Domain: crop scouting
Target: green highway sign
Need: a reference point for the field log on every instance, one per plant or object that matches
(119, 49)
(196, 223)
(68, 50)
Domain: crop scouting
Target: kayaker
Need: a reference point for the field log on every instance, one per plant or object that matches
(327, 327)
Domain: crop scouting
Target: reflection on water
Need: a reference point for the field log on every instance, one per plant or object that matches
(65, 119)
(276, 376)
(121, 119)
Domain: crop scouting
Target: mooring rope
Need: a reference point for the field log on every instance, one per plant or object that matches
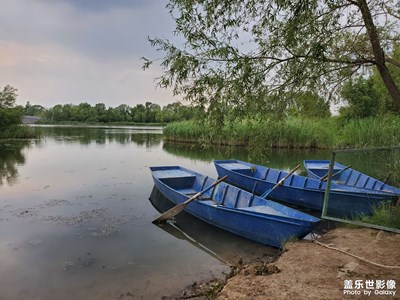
(353, 255)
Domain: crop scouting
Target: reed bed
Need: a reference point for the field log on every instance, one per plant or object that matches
(19, 132)
(325, 133)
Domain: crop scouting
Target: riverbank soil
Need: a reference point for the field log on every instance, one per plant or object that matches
(307, 270)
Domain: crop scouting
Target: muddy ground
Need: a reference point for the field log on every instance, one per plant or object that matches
(307, 270)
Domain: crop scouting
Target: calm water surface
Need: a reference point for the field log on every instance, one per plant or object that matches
(75, 216)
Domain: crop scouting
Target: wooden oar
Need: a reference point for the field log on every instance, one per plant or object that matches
(169, 214)
(267, 192)
(323, 178)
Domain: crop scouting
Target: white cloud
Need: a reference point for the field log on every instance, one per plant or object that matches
(64, 52)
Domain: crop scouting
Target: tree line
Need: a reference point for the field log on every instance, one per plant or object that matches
(99, 113)
(254, 57)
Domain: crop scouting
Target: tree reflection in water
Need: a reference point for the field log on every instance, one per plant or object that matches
(11, 155)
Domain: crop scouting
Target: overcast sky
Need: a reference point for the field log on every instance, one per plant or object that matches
(73, 51)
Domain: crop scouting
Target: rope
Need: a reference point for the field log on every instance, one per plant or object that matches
(355, 256)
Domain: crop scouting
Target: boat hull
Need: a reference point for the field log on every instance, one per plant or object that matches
(299, 190)
(247, 221)
(347, 176)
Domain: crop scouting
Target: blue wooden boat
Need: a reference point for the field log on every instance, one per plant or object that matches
(341, 174)
(344, 201)
(233, 209)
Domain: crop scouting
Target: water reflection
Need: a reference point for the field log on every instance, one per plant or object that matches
(11, 156)
(224, 246)
(143, 136)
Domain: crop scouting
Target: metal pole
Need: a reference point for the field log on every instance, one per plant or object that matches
(328, 186)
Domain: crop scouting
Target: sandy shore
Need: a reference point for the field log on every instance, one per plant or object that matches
(307, 270)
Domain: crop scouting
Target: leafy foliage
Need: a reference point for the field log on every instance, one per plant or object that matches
(247, 56)
(9, 113)
(99, 113)
(361, 97)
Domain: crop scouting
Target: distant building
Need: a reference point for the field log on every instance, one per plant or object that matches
(30, 119)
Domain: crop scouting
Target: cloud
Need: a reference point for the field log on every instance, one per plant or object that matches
(56, 51)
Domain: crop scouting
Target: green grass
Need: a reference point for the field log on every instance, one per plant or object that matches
(19, 132)
(327, 133)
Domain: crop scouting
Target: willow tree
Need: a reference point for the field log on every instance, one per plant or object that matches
(246, 54)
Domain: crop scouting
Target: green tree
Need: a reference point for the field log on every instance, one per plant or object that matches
(361, 98)
(309, 105)
(382, 92)
(34, 110)
(10, 114)
(243, 54)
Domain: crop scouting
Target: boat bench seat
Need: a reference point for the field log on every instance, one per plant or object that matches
(187, 192)
(172, 174)
(239, 168)
(263, 209)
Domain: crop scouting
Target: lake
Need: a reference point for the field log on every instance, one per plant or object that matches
(76, 208)
(75, 218)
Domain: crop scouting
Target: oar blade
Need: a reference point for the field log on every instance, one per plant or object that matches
(169, 214)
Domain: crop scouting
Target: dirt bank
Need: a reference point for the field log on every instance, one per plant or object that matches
(307, 270)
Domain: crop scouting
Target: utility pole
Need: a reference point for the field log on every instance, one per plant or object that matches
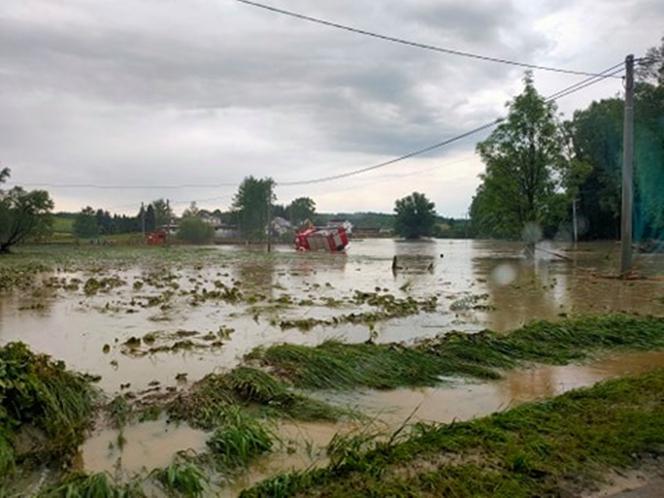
(628, 169)
(575, 223)
(269, 216)
(143, 219)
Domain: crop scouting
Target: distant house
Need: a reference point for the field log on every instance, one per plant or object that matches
(210, 219)
(226, 232)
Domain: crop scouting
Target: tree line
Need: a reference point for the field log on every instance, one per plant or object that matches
(540, 168)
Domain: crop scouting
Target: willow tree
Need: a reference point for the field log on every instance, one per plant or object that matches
(415, 216)
(250, 205)
(23, 215)
(518, 194)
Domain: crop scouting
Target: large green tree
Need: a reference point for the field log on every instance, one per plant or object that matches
(250, 205)
(163, 214)
(597, 136)
(598, 139)
(522, 157)
(415, 216)
(23, 214)
(301, 210)
(85, 224)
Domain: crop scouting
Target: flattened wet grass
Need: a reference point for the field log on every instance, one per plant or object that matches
(558, 447)
(207, 403)
(334, 365)
(39, 396)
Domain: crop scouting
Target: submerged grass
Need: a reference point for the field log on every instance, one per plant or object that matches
(39, 397)
(559, 447)
(333, 365)
(183, 478)
(239, 439)
(207, 404)
(99, 485)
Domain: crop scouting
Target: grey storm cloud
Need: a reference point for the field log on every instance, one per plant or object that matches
(131, 91)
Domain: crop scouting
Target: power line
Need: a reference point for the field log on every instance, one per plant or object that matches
(585, 83)
(555, 96)
(132, 187)
(402, 41)
(561, 93)
(392, 161)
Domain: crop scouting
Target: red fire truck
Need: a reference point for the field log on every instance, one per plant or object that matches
(332, 238)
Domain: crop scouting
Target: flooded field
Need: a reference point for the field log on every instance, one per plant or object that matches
(152, 321)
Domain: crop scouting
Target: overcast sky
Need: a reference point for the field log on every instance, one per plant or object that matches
(165, 92)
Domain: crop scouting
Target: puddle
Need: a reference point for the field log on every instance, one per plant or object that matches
(479, 284)
(464, 401)
(146, 446)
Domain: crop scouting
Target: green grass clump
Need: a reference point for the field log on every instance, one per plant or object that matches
(333, 365)
(559, 447)
(182, 479)
(100, 485)
(40, 393)
(206, 405)
(239, 439)
(6, 457)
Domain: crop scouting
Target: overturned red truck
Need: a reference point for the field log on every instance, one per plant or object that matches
(330, 238)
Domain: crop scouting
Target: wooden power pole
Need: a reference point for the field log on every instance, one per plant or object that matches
(143, 219)
(269, 218)
(627, 170)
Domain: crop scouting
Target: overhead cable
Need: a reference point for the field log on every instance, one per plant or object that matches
(410, 43)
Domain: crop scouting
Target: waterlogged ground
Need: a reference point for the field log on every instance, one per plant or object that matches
(153, 320)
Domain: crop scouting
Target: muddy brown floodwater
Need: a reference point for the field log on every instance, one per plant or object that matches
(479, 284)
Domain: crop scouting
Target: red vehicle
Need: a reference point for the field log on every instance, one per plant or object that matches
(157, 238)
(333, 239)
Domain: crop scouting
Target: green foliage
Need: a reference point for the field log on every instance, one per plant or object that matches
(183, 478)
(85, 224)
(23, 215)
(99, 485)
(301, 210)
(415, 216)
(250, 205)
(333, 365)
(522, 156)
(195, 231)
(239, 438)
(208, 402)
(38, 392)
(537, 449)
(163, 214)
(598, 142)
(6, 456)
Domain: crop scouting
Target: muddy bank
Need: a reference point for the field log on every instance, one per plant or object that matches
(99, 298)
(563, 446)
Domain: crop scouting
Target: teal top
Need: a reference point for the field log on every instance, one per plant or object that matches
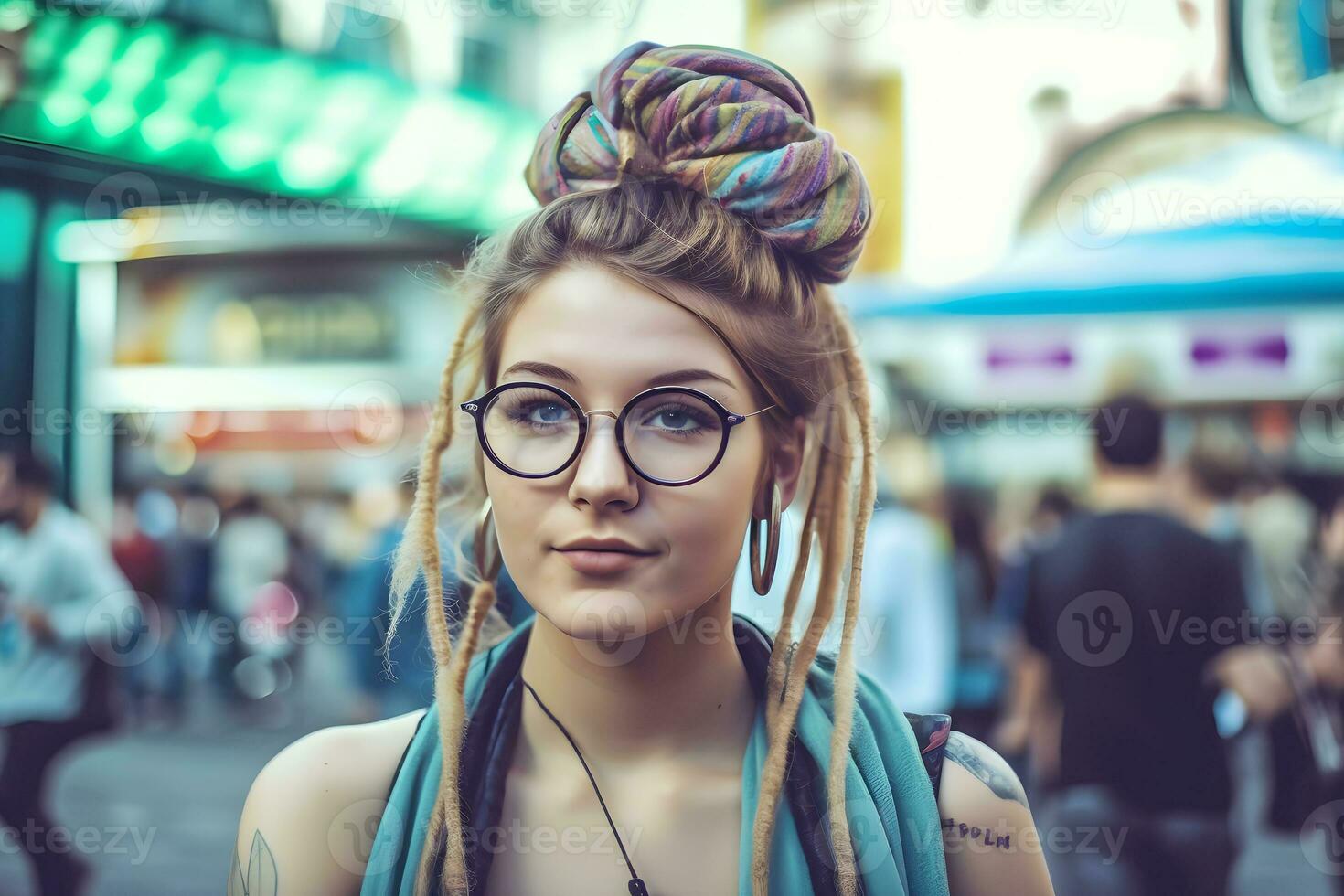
(890, 784)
------------------------------------------------------------
### Problem to solve
Each record above should come back exactly the same, only without its pictures.

### Output below
Domain: crop scouting
Target: green highway sign
Need: a reference point for the field log on every instance, one per plant or object that matches
(119, 49)
(196, 223)
(68, 50)
Domain: crop scouting
Target: kayaker
Need: a reference point for the field log on every instance, one per plant or object that matches
(327, 327)
Domain: crop scouting
Target: reflection on water
Need: a reference point for the field log on every instance, one per plant or object that matches
(65, 119)
(276, 376)
(121, 119)
Domain: crop scouting
Target: mooring rope
Need: a reference point for the field log on every instance, one per plant or object that matches
(353, 255)
Domain: crop scouting
Target: reed bed
Need: a reference point for the field log on every instance, one per plant or object that matches
(19, 132)
(325, 133)
Domain: crop scouting
Target: riverbank soil
Need: a reference point for the field log on every instance, one per plant or object that matches
(307, 270)
Domain: crop scouting
Target: muddy ground
Need: a reference point for the field log on every instance, one per plant or object that matches
(307, 270)
Domain: crop scouting
Target: calm water surface
Need: a reference point for the field log on every instance, one per plant or object that matches
(75, 216)
Domain: crop scouting
Target: wooden oar
Need: a reference point for the field log on every instance, one per plant or object that matches
(169, 214)
(267, 192)
(323, 178)
Domain: crop scouting
Target: white cloud
Need: a reference point for the field log on every instance, one per plant or object that matches
(64, 52)
Domain: crop scouting
Target: tree line
Need: a reference point for the field log on every instance, one per plant or object that matches
(99, 113)
(254, 57)
Domain: crop scouting
Target: tree reflection in water
Need: a reference point for the field log on every instance, one per plant or object that matches
(11, 155)
Domain: crop scouting
Target: overcast sky
Need: a reference point for the field log on every instance, one per plant or object that matches
(73, 51)
Domain: crop scouting
Target: rope
Need: a reference point for the field log on every instance, one per plant or object that matches
(355, 256)
Domain: crop scouting
Target: boat hull
Need: a reference point for the field log on every instance, one per plant or object that matches
(299, 190)
(247, 221)
(347, 176)
Domain: crop scouting
Target: blue wooden boat
Need: a reference point for the field log on every instance, one per plant or object that matches
(341, 174)
(344, 201)
(233, 209)
Domain: crop scouting
Target: water reflection
Need: a reference point for the field log on every instance, one per plant or object that matches
(11, 156)
(224, 246)
(143, 136)
Domain: crop scouting
Target: metal pole
Need: a reference point for the field log on every instance, one per plant or object that matches
(328, 186)
Domain: crop scouting
Target: sandy shore
Need: a reference point for the field log on every instance, one per plant or object that matches
(307, 270)
Domain: crop scouting
Target: leafy foliage
Need: a reference point for the field log on every instance, one per plant or object that matches
(247, 56)
(9, 113)
(99, 113)
(361, 97)
Domain: crop scouting
Target: distant building
Need: a reference point for the field log on every instance, one per plant or object that matches
(30, 119)
Domain: crop scouting
Target: cloud
Need: a reference point for the field log on every instance, one per plant or object that matches
(56, 51)
Domain: crop scouting
Target: green grass
Need: a reference point for the field log on every instance, one per plant or object that matches
(19, 132)
(327, 133)
Domain: crop scouting
Target: willow tree
Need: a reference point for the field log on every instance, one per plant or object that matches
(246, 54)
Domain: crop scouting
Target: green tree
Need: a reference point for the field log on every instance, one per plant or object that matches
(361, 98)
(309, 105)
(382, 92)
(34, 110)
(10, 114)
(243, 54)
Domain: crop scouting
Target: boat bench seat
Need: a reference point for the field log on every instance, one per plant or object that matches
(187, 192)
(172, 174)
(239, 168)
(263, 209)
Domain: crop scouting
Target: lake
Need: a reference point for the field log on every instance, one per plant or object that matches
(76, 208)
(75, 218)
Domain: crop scouting
Target: oar blade
Need: a reference point for the field log on every instance, one per plant or object that matches
(169, 214)
Domain: crop scouting
Target: dirt bank
Need: a reference point for the field log on every instance, one per plant or object that matches
(307, 270)
Domain: crop scouting
Target: utility pole
Need: a reference point for the field log on every instance, one per plant or object that matches
(628, 169)
(575, 223)
(269, 216)
(143, 219)
Domain: crop scouting
Target: distant house
Need: a reference point for the field log on every instance, one per plant or object that matches
(210, 219)
(226, 232)
Domain: crop scouting
Target: tree line
Need: a reference point for the field log on every instance, one per plant or object that matches
(540, 168)
Domain: crop scouting
Target: willow tree
Need: a reference point for the field log on every instance, one per plant or object that matches
(415, 216)
(250, 205)
(23, 215)
(518, 194)
Domain: crop scouting
Target: large green tree
Need: a reference point for the field log on every instance, one per plant or object that matches
(250, 205)
(163, 214)
(597, 136)
(598, 139)
(522, 157)
(415, 216)
(23, 214)
(301, 210)
(85, 224)
Domain: crop scouting
Target: flattened wet grass
Need: a reference point for the field log on every instance, one per plant or object that matches
(558, 447)
(207, 403)
(334, 365)
(39, 396)
Domain: crop scouting
Target: submerged grass
Need: a reference point for the field log on every instance, one per plant or object that matches
(39, 397)
(559, 447)
(333, 365)
(183, 478)
(239, 439)
(207, 404)
(99, 485)
Domain: crop scouting
Target: grey storm cloud
Need: a reference point for the field log on every instance, one per plant or object that matches
(131, 91)
Domain: crop scouting
Target: power line
Need: a reference point for the field log on every instance, one per plant or object that matches
(585, 83)
(555, 96)
(132, 187)
(402, 41)
(561, 93)
(392, 161)
Domain: crop scouting
Target: red fire truck
Need: a reference point for the field log on every instance, one per plant or object that matches
(332, 238)
Domain: crop scouting
Target: flooded field
Need: a reference point for the field log on every instance, one per plant or object that matches
(152, 321)
Domain: crop scouting
Target: overcast sky
Need: a reference point for the field log on every instance, one per plant or object that matches
(165, 92)
Domain: crop scouting
Target: puddle
Need: a reference point for the field log on every instance, one per plant or object that matches
(479, 284)
(464, 401)
(146, 446)
Domain: crop scouting
Target: green grass clump
Need: a reference point for the field log on every instance, one per plant or object that matches
(333, 365)
(559, 447)
(182, 479)
(100, 485)
(40, 393)
(206, 405)
(239, 439)
(6, 457)
Domain: crop scouting
Target: overturned red truck
Need: a reference point for the field log on every instance, one per plant or object that matches
(330, 238)
Domain: crop scouting
Target: wooden power pole
Need: a reference point for the field log on every instance, one per plant or object that matches
(143, 219)
(269, 218)
(627, 170)
Domain: crop scouting
Target: overhead cable
Need: a reference point for the field log on every instance, one per plant or object that matches
(410, 43)
Domain: crop scouting
Target: waterlogged ground
Need: a reference point for the field log on every instance, one per plant or object that matches
(153, 320)
Domain: crop scouting
Target: muddy brown floodwater
Need: a reference point for the field log on every instance, one per plant or object that matches
(479, 284)
Domain: crop scouting
Target: red vehicle
Need: a reference point for the field log on every instance, one per plant or object that matches
(157, 238)
(333, 239)
Domain: crop scouting
Target: green foliage
Need: a reference point for the field log on every instance, one per plant or object that matches
(183, 478)
(85, 224)
(23, 215)
(99, 485)
(301, 210)
(415, 216)
(250, 205)
(333, 365)
(522, 156)
(195, 231)
(239, 438)
(208, 402)
(38, 392)
(537, 449)
(163, 214)
(598, 142)
(6, 456)
Domain: crop scouting
Target: muddy bank
Need: a reference point for the field log on every instance, one per plant or object that matches
(99, 298)
(563, 446)
Domain: crop scouting
Target: teal top
Need: a reference point for the field log on every instance, one per plant or object that matches
(890, 784)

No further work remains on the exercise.